Print exactly the lines from the line with "Crossing-audit request: pin the weathered" to the last line of the data, please, both included.

--- begin The data ---

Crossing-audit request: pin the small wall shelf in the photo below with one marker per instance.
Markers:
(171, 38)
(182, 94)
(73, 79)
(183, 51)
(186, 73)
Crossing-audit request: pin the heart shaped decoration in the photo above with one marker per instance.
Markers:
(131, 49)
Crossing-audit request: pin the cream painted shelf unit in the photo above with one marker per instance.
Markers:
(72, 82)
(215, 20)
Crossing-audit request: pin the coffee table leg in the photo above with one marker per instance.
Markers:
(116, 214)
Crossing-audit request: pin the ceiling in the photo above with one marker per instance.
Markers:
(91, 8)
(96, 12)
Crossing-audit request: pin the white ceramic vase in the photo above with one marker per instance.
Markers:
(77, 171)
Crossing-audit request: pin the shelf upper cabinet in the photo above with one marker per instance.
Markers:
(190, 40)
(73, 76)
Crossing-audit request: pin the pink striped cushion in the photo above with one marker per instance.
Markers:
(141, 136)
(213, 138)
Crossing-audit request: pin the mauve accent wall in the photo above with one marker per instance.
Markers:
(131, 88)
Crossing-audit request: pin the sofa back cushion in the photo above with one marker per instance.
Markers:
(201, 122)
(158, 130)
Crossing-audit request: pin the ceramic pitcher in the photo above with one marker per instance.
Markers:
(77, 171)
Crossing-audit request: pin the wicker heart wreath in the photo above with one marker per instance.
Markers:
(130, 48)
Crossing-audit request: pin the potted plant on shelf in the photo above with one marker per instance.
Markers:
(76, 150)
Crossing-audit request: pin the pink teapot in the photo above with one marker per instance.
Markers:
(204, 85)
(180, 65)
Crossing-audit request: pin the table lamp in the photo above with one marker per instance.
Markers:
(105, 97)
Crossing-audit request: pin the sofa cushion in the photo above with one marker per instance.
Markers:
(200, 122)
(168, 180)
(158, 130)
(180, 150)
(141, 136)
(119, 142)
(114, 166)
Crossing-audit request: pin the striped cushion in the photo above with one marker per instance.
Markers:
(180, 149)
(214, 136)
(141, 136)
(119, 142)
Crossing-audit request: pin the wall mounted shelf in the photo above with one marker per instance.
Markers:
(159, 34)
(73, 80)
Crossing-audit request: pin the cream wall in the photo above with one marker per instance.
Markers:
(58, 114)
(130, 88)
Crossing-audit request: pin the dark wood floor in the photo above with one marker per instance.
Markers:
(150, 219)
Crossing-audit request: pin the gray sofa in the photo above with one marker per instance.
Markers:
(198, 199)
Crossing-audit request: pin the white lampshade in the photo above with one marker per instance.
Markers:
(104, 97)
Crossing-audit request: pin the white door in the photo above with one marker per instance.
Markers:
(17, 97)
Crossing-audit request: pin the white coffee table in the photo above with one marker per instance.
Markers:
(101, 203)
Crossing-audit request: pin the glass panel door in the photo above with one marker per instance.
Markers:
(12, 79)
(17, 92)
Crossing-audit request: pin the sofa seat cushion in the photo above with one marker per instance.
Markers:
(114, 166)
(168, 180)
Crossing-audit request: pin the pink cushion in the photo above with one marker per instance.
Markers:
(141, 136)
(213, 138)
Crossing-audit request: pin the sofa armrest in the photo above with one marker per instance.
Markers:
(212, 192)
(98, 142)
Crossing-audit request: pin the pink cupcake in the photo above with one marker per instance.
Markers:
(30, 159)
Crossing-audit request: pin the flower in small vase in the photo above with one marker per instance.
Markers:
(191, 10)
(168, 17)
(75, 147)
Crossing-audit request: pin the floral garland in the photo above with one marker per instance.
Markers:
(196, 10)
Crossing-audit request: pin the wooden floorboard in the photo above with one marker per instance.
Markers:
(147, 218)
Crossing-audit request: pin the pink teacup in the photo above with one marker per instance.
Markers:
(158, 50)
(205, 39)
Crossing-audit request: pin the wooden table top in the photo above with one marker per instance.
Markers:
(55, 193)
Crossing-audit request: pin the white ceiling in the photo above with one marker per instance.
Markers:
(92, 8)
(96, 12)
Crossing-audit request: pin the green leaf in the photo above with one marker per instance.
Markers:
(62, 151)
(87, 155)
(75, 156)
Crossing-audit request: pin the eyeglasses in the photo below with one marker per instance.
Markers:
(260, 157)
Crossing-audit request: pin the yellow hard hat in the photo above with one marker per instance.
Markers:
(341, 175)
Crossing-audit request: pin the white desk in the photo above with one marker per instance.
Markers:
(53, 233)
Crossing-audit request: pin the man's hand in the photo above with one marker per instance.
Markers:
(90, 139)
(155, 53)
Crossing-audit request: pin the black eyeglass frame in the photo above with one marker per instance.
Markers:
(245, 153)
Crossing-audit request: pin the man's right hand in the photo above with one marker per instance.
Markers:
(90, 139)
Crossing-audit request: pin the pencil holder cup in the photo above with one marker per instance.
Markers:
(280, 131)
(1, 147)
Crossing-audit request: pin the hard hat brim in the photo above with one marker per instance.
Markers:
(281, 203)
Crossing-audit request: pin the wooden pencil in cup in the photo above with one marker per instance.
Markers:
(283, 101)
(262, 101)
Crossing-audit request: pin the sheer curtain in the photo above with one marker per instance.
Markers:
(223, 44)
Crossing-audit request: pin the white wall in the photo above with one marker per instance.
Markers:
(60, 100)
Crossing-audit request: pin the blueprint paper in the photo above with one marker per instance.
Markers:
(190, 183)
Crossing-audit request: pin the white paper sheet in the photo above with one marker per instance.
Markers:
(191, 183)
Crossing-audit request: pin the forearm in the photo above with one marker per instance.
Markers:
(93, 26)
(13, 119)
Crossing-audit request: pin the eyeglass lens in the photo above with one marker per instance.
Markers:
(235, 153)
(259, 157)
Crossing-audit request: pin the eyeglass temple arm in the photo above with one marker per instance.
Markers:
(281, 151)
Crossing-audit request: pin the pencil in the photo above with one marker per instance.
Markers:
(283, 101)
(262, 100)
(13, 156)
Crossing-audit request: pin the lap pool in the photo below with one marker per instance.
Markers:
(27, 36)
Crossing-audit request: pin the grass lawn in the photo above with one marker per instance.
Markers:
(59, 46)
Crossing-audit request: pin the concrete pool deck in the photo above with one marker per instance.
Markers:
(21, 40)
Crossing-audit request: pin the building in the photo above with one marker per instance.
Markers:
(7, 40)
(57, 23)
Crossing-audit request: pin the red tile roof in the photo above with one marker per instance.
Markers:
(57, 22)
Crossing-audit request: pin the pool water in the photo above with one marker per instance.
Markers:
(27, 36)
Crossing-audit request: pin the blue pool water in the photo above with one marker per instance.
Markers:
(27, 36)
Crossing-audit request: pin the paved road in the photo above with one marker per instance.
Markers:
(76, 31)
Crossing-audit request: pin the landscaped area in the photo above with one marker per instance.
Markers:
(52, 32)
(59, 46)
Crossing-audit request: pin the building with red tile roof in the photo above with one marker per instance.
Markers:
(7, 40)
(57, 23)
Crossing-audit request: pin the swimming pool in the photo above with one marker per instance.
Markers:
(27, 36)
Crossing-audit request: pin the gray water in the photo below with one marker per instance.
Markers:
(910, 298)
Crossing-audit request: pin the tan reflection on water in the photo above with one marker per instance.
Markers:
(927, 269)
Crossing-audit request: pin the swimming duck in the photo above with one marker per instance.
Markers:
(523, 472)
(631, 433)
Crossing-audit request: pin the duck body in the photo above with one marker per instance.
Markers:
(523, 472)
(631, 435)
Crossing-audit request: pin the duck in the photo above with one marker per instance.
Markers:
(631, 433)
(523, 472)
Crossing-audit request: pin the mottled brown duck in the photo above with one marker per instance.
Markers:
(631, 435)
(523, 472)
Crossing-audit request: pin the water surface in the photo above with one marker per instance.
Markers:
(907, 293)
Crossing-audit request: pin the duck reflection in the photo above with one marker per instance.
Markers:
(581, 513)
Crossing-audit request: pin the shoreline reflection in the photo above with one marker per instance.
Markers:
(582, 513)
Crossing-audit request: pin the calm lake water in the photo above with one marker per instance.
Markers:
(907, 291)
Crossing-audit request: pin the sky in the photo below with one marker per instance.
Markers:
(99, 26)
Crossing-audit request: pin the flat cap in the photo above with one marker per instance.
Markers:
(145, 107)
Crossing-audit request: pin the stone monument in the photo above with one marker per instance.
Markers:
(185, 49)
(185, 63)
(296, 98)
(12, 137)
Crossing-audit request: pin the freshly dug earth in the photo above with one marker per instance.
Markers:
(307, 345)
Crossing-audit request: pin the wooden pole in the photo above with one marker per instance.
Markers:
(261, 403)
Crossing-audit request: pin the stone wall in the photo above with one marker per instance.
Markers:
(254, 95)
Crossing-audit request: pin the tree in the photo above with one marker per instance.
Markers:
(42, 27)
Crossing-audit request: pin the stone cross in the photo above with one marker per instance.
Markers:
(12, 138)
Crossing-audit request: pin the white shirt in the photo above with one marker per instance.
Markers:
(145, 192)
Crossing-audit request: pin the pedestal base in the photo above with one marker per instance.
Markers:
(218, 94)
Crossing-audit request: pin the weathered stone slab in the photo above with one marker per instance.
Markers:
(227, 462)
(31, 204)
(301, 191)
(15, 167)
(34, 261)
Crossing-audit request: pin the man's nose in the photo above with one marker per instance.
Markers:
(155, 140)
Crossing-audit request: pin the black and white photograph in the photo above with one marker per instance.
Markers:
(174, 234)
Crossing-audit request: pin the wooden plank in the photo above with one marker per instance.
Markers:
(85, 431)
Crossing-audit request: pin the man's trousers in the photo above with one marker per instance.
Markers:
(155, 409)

--- end The data ---

--- Output ---
Crossing-audit request: pin the weathered stone slab in the photo above with one marker per instance.
Markers:
(227, 462)
(31, 204)
(301, 191)
(15, 167)
(34, 261)
Crossing-audit request: pin the man's nose in the photo above with one marker per instance.
Markers:
(155, 140)
Crossing-audit request: pin the black and white photograph in the photo above with one marker per instance.
Markers:
(174, 234)
Crossing-audit request: pin the wooden plank in the photo above with one marker per instance.
Markers:
(85, 431)
Crossing-audit request: pin the man's trousers in the photo above with one marker per instance.
Markers:
(155, 409)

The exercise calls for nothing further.